## begin RECORDS FOR PROCESSING

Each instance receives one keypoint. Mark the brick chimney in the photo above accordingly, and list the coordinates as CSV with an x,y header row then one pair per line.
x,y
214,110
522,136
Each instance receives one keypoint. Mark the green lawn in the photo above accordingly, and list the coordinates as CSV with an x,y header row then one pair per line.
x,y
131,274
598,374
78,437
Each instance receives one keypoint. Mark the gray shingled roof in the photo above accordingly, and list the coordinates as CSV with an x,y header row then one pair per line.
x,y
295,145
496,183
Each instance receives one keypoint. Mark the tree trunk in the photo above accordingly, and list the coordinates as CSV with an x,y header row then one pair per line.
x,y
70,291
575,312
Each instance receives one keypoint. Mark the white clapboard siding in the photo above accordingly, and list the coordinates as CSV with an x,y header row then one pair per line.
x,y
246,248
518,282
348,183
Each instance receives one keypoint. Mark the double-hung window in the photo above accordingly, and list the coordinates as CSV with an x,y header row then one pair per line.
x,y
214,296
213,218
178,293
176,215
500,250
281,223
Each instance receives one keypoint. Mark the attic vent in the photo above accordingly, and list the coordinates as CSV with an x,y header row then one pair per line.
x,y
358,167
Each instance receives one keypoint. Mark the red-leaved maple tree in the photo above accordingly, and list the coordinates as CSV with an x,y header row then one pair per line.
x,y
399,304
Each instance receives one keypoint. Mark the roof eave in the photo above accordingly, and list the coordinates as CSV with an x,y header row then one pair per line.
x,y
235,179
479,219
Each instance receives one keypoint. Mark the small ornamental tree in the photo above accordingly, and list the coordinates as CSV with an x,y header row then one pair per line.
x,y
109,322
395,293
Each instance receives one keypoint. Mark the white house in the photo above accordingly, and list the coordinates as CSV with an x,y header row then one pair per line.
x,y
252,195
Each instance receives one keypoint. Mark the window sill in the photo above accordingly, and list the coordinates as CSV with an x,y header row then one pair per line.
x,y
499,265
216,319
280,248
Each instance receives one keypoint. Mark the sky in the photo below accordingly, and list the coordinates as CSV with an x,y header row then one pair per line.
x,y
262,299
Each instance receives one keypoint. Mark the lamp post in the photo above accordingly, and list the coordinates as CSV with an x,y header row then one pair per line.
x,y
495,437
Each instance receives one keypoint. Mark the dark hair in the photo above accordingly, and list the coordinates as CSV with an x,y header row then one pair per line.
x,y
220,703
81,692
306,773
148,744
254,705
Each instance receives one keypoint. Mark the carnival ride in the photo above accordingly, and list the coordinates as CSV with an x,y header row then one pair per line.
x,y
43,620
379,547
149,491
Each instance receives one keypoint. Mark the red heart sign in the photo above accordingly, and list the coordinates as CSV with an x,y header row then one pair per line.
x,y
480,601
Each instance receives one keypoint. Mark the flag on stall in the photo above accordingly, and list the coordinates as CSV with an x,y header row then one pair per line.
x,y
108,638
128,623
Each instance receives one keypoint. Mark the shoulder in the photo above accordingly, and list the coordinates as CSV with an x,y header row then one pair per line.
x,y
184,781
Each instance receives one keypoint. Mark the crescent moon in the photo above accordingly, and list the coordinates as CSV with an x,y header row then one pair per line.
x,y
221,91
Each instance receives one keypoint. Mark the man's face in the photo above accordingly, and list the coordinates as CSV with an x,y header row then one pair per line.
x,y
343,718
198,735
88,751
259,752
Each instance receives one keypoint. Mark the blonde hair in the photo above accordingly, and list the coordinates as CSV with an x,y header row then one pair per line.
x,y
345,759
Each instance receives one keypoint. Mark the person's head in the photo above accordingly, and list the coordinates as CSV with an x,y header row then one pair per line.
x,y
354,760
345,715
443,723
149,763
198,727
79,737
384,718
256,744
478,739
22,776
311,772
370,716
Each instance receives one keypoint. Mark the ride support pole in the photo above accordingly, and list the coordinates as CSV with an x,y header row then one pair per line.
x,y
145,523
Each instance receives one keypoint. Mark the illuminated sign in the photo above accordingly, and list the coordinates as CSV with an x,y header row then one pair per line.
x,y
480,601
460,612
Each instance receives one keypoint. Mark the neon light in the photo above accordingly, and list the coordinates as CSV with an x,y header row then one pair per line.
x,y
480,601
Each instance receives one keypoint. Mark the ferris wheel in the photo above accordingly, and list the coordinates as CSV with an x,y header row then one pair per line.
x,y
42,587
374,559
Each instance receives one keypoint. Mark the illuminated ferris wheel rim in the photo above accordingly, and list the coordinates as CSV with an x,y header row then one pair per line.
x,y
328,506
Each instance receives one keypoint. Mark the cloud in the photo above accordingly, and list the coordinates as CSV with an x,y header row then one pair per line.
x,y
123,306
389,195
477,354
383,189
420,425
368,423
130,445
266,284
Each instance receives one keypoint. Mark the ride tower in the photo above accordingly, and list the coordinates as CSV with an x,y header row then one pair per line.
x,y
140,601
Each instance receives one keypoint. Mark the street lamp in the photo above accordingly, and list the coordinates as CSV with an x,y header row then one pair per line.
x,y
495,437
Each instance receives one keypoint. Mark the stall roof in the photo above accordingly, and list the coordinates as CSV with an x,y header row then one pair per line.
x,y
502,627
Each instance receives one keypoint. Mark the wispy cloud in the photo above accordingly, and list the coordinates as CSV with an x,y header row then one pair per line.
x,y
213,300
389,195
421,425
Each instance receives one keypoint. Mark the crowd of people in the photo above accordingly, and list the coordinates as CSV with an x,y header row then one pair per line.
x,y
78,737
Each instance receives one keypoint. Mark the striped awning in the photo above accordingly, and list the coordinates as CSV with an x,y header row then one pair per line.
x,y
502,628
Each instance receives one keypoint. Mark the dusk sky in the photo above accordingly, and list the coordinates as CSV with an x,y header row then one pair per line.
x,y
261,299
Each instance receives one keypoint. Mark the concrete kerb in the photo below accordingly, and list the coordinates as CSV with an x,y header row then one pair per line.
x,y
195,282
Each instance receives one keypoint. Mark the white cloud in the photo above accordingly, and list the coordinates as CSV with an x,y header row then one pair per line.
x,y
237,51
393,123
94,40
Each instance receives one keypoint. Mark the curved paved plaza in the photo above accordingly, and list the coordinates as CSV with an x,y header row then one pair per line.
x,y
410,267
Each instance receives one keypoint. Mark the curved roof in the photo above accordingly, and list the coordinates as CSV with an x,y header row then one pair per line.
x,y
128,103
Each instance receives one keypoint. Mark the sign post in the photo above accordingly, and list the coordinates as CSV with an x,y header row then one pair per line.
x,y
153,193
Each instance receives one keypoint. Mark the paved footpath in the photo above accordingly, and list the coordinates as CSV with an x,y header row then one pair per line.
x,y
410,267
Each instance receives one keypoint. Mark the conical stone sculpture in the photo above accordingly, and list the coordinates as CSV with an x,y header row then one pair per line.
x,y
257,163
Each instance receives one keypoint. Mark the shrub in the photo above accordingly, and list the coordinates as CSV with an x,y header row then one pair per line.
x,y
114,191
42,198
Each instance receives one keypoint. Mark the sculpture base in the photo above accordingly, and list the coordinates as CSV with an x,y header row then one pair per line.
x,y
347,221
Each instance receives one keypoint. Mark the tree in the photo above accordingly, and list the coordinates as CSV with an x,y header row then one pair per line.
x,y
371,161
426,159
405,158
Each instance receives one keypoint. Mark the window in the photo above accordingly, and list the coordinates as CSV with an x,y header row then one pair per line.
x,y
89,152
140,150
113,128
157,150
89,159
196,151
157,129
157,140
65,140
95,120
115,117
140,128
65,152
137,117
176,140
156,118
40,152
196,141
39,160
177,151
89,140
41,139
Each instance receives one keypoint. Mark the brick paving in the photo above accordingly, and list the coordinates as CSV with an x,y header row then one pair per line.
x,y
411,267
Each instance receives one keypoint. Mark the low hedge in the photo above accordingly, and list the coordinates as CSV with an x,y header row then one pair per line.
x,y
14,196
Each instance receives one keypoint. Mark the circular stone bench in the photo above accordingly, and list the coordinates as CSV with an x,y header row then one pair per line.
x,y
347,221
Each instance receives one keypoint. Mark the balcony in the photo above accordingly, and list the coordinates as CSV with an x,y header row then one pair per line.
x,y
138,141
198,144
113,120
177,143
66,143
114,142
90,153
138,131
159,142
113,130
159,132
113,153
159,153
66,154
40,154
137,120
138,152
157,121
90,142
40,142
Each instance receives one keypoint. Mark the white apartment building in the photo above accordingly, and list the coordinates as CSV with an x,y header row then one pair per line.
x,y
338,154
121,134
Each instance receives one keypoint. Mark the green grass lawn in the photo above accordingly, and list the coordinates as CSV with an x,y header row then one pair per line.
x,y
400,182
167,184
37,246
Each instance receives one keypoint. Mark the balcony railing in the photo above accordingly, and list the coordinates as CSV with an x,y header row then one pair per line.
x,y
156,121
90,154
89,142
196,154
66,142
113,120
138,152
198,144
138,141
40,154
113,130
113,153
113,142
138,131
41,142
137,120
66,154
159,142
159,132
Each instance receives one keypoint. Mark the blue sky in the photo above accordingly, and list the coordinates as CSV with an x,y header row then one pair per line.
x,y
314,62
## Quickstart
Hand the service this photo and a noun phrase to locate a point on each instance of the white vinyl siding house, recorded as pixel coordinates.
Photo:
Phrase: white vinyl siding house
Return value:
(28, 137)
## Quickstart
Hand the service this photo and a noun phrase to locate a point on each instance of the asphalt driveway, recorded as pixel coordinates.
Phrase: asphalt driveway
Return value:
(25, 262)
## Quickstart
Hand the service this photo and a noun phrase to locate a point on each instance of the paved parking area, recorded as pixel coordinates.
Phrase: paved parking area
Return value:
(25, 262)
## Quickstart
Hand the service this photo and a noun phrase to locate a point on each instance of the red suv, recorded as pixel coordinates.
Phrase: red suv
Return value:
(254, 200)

## end RECORDS FOR PROCESSING

PROBLEM DETAILS →
Exactly as written, give the line containing "Each instance receives one keypoint. Mark the balcony in" and all remaining lines of the records.

REPLY →
Each instance receives one keypoint. Mark the balcony in the photo above accordingly, and list the coordinates as CSV with an x,y header row then one pair per line.
x,y
138,141
198,144
113,120
177,143
66,143
114,142
90,153
138,131
159,142
113,130
159,132
113,153
159,153
66,154
40,154
137,120
138,152
157,121
90,142
40,142
Each instance receives one keypoint. Mark the white apartment building in the photo above accordingly, and list the coordinates as CSV with an x,y header row then one pair per line.
x,y
338,154
121,134
Each instance receives one keypoint. Mark the green grass lawn in the photo above accordingly, and list the coordinates as CSV with an x,y header row then one pair per line.
x,y
400,182
167,184
37,246
Each instance receives one keypoint. Mark the balcony railing in the photo above accordingly, and list the coordinates as CSV with an x,y header row then one pair per line.
x,y
156,121
90,154
89,142
196,154
66,142
113,120
138,152
198,144
138,141
40,154
113,130
113,153
113,142
138,131
41,142
137,120
66,154
159,142
159,132
Each instance receives one keypoint. Mark the blue sky in the photo above accordingly, and list the coordinates as CSV with an x,y header row then one pair per line.
x,y
314,62
## Quickstart
Hand the service this photo and a noun phrase to locate a point on each instance of the white vinyl siding house, recorded as pixel coordinates.
Photo:
Phrase: white vinyl siding house
Return value:
(28, 137)
## Quickstart
Hand the service this photo and a noun phrase to locate a point on each instance of the asphalt driveway, recorded as pixel coordinates.
Phrase: asphalt driveway
Return value:
(25, 262)
## Quickstart
Hand the service this photo and a noun phrase to locate a point on each instance of the paved parking area, recorded as pixel coordinates.
Phrase: paved parking area
Return value:
(25, 262)
## Quickstart
Hand the service this photo and a noun phrase to locate a point on each instance of the red suv, recorded as pixel coordinates.
Phrase: red suv
Return value:
(254, 200)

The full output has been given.